**SET OF TASKS**.
a. According to the biographical passage on Robert Marshall Cowell, where did he study engineering?
b. Write the next part of the biographical passage on Robert Marshall Cowell, starting after its final sentence.

─── PASSAGE TO READ ───

++Updated October 2013 in incorporate the IOS article on her death.
Robert Marshall Cowell was born in
Croydon, the middle child of three. His father was
Ernest Cowell, the prominent surgeon in the Royal Army Medical Corps and at
Croydon General Infirmary (now closed), and who would be Director of Medical Services for the Allied Forces in North Africa and Italy during the Second World War.
Robert had an aptitude for mechanical things. From the age of twelve he spent his holidays in engineering workshops in Croydon. His
public school had a motor club where under-aged members drove motorcycles and cars on the school grounds.
John Cunningham, the future RAF night fighter ace was a member of the same club. Robert also joined the Officers’ Training Corps while at school, and became a non-commissioned officer. In the early 1930s, Robert and a friend spent a summer holiday in Belgium, Austria and Germany, and picked up some German.
He left school at sixteen and entered a series of tennis tournaments, which led to his first homosexual proposal, which he quickly ran from.
He worked in both aircraft and racing car service shops. At seventeen he drove in the London-Land’s-End trial run. Later in 1935 he joined the RAF as a pupil pilot. He gained a commission but found that flying made him feel extremely ill. He was invalided out of the RAF, and declared as permanently unfit for flying duties.
He studied engineering at University College, London, where he met his future wife, Diana, who was also a racing driver. He drove in motor races and speed trials, including the 1939
Grand Prix in Antwerp. Later that year, he almost ran down
Neville Chamberlain who was crossing Parliament Square.

─── ENTRIES SHOWN ───

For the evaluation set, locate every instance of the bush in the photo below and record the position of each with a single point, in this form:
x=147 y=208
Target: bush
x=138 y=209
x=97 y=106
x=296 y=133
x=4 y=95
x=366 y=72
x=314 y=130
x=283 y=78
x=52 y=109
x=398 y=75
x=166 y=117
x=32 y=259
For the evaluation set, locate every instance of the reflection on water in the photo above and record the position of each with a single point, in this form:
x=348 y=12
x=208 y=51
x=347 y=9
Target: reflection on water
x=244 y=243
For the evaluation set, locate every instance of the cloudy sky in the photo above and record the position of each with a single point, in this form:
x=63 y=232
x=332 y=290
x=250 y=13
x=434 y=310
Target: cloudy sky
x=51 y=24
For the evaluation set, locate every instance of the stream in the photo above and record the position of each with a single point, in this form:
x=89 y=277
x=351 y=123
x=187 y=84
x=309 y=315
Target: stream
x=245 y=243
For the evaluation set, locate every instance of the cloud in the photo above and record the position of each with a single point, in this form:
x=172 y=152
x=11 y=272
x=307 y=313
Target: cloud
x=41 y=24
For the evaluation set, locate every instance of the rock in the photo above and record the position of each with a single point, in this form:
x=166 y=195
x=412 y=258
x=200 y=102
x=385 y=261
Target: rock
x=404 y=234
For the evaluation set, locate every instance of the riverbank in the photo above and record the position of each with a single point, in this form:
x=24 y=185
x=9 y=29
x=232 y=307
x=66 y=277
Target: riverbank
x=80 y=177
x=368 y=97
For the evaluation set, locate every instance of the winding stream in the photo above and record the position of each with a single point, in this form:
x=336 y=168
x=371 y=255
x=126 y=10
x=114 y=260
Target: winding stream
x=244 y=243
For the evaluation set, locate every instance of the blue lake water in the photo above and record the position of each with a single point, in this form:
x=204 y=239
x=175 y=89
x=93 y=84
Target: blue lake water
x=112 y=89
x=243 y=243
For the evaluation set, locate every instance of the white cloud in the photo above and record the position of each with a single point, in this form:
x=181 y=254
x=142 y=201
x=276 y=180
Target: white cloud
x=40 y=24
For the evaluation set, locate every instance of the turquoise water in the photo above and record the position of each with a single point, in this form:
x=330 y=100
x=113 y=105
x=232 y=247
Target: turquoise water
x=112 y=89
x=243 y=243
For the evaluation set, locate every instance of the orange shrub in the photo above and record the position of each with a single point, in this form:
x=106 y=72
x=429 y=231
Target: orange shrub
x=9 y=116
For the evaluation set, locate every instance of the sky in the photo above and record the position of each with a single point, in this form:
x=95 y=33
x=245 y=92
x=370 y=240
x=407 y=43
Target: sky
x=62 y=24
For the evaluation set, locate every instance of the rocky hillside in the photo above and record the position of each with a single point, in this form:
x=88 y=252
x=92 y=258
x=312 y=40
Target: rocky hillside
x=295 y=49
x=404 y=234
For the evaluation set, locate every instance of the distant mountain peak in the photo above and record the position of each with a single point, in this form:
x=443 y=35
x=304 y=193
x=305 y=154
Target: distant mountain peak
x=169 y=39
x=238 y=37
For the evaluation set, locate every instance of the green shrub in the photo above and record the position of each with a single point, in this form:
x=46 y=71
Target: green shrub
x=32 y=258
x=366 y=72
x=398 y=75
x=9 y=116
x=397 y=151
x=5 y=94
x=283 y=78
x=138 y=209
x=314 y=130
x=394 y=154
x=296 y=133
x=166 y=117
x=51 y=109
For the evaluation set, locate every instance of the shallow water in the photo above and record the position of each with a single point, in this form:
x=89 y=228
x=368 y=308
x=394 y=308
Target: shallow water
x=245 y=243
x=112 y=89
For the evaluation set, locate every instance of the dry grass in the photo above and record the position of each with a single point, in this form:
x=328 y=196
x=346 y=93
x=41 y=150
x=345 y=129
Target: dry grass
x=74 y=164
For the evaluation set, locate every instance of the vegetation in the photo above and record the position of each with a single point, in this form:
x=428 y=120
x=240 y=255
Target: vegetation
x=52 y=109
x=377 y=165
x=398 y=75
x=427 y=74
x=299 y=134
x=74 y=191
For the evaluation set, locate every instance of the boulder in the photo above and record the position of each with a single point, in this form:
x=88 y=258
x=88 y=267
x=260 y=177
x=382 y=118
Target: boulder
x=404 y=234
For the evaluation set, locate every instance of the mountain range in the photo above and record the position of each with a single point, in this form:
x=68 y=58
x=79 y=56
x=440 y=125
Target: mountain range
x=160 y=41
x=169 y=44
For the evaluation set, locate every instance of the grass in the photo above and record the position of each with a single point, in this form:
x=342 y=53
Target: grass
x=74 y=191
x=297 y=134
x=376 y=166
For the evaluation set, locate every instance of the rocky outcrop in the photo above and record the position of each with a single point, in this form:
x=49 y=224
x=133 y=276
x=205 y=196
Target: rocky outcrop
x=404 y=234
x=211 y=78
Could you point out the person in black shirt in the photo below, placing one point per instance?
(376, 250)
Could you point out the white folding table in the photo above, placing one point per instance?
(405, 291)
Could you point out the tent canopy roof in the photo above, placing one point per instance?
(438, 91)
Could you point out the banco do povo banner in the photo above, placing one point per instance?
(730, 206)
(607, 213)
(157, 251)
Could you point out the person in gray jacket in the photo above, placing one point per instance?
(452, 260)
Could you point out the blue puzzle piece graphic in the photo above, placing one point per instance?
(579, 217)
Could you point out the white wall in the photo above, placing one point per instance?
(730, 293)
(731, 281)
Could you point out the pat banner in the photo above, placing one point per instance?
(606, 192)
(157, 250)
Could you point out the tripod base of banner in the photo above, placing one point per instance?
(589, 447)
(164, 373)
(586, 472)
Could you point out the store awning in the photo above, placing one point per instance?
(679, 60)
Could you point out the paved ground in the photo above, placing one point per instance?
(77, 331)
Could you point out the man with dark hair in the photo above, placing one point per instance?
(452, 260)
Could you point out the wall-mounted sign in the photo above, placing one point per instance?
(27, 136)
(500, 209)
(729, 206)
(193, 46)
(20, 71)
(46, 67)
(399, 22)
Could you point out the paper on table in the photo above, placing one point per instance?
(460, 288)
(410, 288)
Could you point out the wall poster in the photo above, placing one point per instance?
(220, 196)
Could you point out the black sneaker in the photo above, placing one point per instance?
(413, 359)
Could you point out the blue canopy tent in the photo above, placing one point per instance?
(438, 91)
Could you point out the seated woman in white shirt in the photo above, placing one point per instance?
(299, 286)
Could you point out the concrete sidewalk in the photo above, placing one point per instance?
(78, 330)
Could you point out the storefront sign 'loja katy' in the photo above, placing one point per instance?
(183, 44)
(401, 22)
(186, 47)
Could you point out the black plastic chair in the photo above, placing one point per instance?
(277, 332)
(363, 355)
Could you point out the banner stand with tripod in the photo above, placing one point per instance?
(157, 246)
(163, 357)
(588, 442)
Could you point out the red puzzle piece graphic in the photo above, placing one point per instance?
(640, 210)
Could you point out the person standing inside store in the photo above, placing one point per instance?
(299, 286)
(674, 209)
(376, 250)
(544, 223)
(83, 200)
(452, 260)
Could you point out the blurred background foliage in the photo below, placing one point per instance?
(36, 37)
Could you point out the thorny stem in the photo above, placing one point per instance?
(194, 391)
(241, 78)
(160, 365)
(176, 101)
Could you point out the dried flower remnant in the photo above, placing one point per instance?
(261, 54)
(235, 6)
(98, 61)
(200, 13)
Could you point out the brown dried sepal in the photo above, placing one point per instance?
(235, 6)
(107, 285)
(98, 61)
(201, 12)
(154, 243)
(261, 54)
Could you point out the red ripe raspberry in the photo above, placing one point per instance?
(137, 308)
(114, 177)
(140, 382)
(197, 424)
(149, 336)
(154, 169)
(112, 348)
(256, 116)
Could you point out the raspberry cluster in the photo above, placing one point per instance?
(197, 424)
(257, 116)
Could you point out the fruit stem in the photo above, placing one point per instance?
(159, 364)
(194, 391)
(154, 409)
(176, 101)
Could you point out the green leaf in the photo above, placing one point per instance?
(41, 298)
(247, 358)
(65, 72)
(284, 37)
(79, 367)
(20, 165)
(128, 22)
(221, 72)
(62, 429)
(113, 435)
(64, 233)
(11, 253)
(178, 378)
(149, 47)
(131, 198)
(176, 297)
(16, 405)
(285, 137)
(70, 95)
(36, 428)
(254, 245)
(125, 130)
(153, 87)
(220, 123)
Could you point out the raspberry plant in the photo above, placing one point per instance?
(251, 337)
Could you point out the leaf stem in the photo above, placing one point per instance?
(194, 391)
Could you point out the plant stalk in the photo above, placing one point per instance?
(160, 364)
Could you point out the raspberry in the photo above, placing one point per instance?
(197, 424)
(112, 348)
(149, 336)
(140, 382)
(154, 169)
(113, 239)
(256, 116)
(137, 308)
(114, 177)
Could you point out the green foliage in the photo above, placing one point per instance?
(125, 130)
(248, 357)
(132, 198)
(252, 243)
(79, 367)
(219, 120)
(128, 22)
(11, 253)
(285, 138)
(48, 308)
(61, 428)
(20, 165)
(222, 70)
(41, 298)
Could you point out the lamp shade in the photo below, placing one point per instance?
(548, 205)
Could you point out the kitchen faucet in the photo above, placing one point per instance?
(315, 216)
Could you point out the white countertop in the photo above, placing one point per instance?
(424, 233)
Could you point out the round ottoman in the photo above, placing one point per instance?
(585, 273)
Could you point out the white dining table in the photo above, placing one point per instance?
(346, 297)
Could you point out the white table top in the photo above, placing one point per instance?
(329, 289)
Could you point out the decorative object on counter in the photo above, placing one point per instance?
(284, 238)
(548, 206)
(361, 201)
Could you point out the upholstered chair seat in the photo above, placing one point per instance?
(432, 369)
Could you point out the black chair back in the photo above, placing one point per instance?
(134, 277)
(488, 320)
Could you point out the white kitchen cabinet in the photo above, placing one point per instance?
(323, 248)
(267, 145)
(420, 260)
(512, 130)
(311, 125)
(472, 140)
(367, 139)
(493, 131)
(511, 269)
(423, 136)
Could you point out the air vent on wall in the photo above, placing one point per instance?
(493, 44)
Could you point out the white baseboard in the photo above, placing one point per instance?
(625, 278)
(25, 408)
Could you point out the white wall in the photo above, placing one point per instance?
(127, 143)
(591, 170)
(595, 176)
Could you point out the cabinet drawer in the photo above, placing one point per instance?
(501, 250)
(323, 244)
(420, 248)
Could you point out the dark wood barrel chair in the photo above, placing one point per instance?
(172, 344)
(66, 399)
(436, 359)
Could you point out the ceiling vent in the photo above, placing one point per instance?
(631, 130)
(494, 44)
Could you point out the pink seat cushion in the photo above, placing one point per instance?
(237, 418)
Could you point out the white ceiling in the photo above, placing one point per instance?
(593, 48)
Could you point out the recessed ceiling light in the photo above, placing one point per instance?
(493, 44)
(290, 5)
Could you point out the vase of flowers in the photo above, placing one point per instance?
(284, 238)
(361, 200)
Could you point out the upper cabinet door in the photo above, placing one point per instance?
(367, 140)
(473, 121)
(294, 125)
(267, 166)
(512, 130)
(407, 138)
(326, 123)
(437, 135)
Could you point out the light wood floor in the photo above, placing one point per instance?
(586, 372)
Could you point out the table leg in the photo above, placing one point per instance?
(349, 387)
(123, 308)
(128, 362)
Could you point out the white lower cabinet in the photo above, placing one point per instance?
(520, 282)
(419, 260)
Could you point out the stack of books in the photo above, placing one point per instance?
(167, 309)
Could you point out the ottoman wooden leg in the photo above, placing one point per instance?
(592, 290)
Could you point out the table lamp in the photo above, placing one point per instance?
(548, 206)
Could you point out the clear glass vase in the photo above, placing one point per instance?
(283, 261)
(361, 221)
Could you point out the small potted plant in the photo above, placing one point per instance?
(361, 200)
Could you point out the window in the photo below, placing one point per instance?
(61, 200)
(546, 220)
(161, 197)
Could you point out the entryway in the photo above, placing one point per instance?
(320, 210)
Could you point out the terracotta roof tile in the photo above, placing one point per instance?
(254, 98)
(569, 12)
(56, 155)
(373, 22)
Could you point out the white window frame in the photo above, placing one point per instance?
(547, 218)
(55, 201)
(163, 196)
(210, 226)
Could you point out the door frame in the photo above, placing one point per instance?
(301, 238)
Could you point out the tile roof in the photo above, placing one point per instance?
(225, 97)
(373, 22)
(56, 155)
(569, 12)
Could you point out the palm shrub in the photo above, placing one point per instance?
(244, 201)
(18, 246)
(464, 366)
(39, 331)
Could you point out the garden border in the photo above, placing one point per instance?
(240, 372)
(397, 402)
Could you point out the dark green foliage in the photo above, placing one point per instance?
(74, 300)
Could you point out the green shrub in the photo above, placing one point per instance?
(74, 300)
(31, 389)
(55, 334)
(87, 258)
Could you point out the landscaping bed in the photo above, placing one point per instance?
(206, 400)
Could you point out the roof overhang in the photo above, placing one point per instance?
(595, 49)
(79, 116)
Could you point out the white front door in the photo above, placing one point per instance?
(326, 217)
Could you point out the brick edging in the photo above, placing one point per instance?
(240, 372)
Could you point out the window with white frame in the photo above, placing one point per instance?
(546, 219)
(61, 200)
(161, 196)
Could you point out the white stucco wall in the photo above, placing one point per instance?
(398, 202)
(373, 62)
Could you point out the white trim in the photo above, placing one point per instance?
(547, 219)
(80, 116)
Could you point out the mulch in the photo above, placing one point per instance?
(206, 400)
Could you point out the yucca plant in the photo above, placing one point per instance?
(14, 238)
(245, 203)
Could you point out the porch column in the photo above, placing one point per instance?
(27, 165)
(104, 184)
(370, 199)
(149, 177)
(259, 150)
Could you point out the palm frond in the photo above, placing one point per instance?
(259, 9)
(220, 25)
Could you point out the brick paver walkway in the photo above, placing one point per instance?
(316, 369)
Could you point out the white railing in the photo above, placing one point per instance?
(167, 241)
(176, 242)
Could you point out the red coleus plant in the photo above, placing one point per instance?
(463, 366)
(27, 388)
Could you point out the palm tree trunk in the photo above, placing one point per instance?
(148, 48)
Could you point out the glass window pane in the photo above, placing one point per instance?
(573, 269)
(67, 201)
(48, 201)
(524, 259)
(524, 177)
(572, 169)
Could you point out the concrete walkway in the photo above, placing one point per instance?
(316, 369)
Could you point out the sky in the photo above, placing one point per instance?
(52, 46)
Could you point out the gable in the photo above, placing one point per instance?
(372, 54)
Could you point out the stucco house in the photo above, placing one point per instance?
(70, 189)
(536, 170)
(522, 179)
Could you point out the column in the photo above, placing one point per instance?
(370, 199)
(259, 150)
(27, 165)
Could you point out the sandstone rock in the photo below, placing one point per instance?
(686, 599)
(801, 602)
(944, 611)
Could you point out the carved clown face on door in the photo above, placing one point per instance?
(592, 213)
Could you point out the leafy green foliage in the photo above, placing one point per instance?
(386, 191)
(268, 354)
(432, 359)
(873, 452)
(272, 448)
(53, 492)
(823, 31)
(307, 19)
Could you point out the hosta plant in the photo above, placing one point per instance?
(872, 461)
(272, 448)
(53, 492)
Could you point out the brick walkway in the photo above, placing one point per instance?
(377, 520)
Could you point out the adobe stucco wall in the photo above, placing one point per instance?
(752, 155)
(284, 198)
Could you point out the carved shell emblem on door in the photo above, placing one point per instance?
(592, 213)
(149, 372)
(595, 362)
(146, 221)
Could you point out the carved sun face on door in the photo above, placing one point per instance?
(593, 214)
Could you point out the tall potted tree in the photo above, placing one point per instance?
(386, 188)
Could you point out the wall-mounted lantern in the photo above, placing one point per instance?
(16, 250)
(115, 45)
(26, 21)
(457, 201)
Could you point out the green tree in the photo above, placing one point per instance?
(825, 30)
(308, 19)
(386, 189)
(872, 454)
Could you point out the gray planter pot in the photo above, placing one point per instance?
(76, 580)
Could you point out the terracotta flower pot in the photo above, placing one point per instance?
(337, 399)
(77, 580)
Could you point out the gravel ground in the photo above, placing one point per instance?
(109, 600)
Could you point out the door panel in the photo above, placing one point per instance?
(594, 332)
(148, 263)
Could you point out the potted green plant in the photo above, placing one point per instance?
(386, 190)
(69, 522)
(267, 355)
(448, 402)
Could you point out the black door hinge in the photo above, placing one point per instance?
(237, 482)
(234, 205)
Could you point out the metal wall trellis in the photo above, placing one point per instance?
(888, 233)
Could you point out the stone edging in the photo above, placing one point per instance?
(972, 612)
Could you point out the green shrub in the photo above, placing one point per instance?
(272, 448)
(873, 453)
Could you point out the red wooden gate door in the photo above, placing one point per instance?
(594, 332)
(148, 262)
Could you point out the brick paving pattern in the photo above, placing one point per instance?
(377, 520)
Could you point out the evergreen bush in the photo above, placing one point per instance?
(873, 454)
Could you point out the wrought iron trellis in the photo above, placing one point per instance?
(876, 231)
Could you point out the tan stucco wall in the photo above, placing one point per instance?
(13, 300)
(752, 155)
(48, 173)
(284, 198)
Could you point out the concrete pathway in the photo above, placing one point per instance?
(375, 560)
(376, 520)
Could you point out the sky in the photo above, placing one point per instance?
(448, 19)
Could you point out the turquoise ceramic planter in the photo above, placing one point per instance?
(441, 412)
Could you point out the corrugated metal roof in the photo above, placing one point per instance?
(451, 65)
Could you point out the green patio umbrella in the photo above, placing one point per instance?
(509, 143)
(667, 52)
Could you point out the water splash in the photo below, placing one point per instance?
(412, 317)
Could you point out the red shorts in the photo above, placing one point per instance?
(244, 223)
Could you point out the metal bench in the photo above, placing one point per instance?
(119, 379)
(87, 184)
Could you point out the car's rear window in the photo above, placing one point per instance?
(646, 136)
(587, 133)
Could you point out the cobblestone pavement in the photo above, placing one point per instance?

───

**TASK ANSWERS**.
a. University College, London

b.
With the outbreak of war, Cowell thought that the best job to have was that of a fighter pilot. He pestered the
Air Ministry, but they wouldn’t take him back. He was offered a position in the
Royal Army Service Corps with a promise of a fast-track commissioning. In January 1941 he was commissioned as a captain.
In May he married his girlfriend, who by then had a degree in engineering. They spent the war apart but did manage to have two daughters, born in 1942 and 1944.
After a few months in Iceland (which had decriminalized homosexuality while under British occupation) Robert managed to get transferred to the RAF. By this time he knew how to fake a military medical exam.
He was trained to fly various fighter planes and bombers. He mainly saw action supporting the
Invasion of France in the summer of 1944, until his plane was hit by flak, and he became a prisoner of the Germans.
He spent the rest of the war in
Stalag Luft 1, between
Lübeck and
Rostock. He vehemently refused to play a female role in the camp theatricals, as he felt that ‘would have been a public declaration of homosexuality’. The gay cliques in the camp constantly annoyed him by assuming that he was one of them. On 30 April 1945 the prisoners refused German orders to evacuate in the face of the advancing Soviet Army. After negotiations, the Germans left leaving the POWs behind. Two weeks later Captain Cowell and the other British prisoners were flown home.
Back in England, with a business partner, Cowell set up a specialist auto engineering company. They built cars for motor racing, and he competed as a driver. He also renovated houses and sold them at a profit.
His marriage fell apart as Diana was not happy about his wearing her clothes, and suspected him of seeing other women. They separated in 1948. Cowell never saw his daughters again. His wife re-married and had three more children. The two girls were brought up by their grandparents, Sir Ernest and his wife.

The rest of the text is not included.